* _SOURCE RECORDS_

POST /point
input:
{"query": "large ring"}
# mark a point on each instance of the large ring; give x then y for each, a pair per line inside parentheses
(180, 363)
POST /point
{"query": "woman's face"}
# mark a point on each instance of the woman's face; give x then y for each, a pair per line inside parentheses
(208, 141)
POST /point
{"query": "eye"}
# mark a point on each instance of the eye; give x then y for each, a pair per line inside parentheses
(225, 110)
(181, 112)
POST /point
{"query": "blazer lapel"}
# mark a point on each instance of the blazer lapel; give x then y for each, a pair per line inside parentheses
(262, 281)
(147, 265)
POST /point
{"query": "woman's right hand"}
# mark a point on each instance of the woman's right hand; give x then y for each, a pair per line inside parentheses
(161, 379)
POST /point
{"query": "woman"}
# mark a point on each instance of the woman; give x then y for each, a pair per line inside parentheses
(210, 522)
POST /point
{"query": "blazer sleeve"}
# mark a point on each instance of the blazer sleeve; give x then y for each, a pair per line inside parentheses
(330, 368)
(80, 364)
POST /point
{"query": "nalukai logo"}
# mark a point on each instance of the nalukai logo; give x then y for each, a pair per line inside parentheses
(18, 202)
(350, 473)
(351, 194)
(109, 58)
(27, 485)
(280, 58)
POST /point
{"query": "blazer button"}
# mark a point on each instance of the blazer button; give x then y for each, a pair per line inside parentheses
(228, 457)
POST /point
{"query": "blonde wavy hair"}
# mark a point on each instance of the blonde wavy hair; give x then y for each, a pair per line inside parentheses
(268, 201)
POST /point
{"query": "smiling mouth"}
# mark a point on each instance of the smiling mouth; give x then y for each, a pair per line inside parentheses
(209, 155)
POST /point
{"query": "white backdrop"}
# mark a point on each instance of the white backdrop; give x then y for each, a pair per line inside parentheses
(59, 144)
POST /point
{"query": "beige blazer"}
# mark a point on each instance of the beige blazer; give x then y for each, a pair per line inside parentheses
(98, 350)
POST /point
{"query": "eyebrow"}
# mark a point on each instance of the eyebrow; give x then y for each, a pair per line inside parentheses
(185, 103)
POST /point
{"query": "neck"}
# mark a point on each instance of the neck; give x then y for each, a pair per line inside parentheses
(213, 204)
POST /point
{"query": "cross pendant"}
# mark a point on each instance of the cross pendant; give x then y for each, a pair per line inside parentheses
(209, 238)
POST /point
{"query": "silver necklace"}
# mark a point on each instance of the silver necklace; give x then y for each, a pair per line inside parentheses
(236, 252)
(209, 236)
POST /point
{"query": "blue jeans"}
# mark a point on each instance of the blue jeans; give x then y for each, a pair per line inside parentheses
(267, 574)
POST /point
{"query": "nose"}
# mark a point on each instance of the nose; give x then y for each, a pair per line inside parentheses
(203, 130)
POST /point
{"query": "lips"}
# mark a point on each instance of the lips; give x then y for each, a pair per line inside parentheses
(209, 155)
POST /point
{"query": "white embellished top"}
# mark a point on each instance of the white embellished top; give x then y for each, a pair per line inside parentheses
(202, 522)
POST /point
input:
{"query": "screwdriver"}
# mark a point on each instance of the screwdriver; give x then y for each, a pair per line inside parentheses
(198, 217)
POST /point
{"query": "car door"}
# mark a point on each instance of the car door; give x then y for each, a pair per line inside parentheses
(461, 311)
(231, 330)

* _TASK TO COMPLETE_
Go through the records above and retype each one exactly.

* _OUTPUT_
POST /point
input:
{"query": "large ring"}
# mark a point on each instance of the large ring; give x then y for each, a pair per line inside parentheses
(180, 363)
POST /point
{"query": "woman's face"}
# mark a point on each instance of the woman's face; give x then y for each, a pair per line inside parentheses
(208, 141)
POST /point
{"query": "eye"}
# mark a point on each instance of the eye; give x then y for each, a pair per line inside parentheses
(225, 110)
(181, 112)
POST /point
{"query": "blazer lapel"}
# mark a point on each instance of the blazer lapel; give x then y for each, a pair per line inside parentheses
(262, 281)
(147, 265)
POST /point
{"query": "woman's right hand"}
# mark a point on each instance of the woman's right hand; give x then y for each, a pair per line inside parentheses
(161, 379)
POST /point
{"query": "woman"}
# mark a point on each instance of the woman; give x then y for each, a pair per line inside parentheses
(210, 522)
POST /point
{"query": "blazer sleeve"}
# mark a point on each instance of the blazer sleeve; give x then y for each, a pair per line inside parentheses
(330, 368)
(80, 364)
POST /point
{"query": "nalukai logo"}
# mark a point on each instance of the nalukai logo; give x then y for each, a pair per line inside parentheses
(18, 202)
(350, 473)
(351, 194)
(109, 58)
(27, 485)
(280, 58)
POST /point
{"query": "blazer button"}
# mark a point on each instance of the blazer button; give x then y for each, a pair per line inside parentheses
(228, 457)
POST /point
{"query": "blonde wavy hair"}
# mark a point on each instance of the blonde wavy hair; give x then y for each, a pair per line inside parentheses
(268, 201)
POST /point
{"query": "smiling mouth"}
# mark a point on each instance of the smiling mouth; give x then y for each, a pair per line inside parentheses
(209, 155)
POST /point
{"query": "white backdrop"}
# mark a point on each instance of the white backdrop; give x then y for each, a pair per line inside parentheses
(59, 144)
POST /point
{"query": "beige blazer"}
# mark a point on each instance of the beige blazer; give x then y for each, a pair per line inside parentheses
(98, 350)
POST /point
{"query": "eyebrow"}
# mark a point on each instance of the eyebrow; give x then y for each, a pair per line inside parentheses
(185, 103)
POST /point
{"query": "neck"}
# mark a point on each instance of the neck; give x then y for each, a pair per line inside parentheses
(213, 204)
POST /point
{"query": "cross pendant"}
# mark a point on each instance of the cross pendant; give x then y for each, a pair per line inside parentheses
(209, 238)
POST /point
{"query": "silver necklace"}
# mark a point on each instance of the silver necklace; give x then y for each, a pair per line inside parentheses
(236, 252)
(209, 236)
POST /point
{"query": "blue jeans"}
# mark a point on each instance of the blue jeans; give x then y for each, a pair per line inside parentheses
(267, 574)
POST /point
{"query": "nose"}
# mark a point on each instance of the nose; give x then y for each, a pair per line inside parentheses
(203, 130)
POST /point
{"query": "lips"}
# mark a point on each instance of the lips; give x then y for each, a pair per line inside parentheses
(209, 155)
POST /point
{"query": "white embellished top"}
# mark a point on each instance of the white embellished top; give x then y for each, a pair per line inside parentheses
(202, 522)
POST /point
input:
{"query": "screwdriver"}
# mark a point on each instance of the screwdriver; give x then y for each, a pair per line inside parentheses
(198, 217)
POST /point
{"query": "car door"}
# mark a point on each instance of the car door; give x then y for each, a pair per line inside parentheses
(461, 311)
(231, 330)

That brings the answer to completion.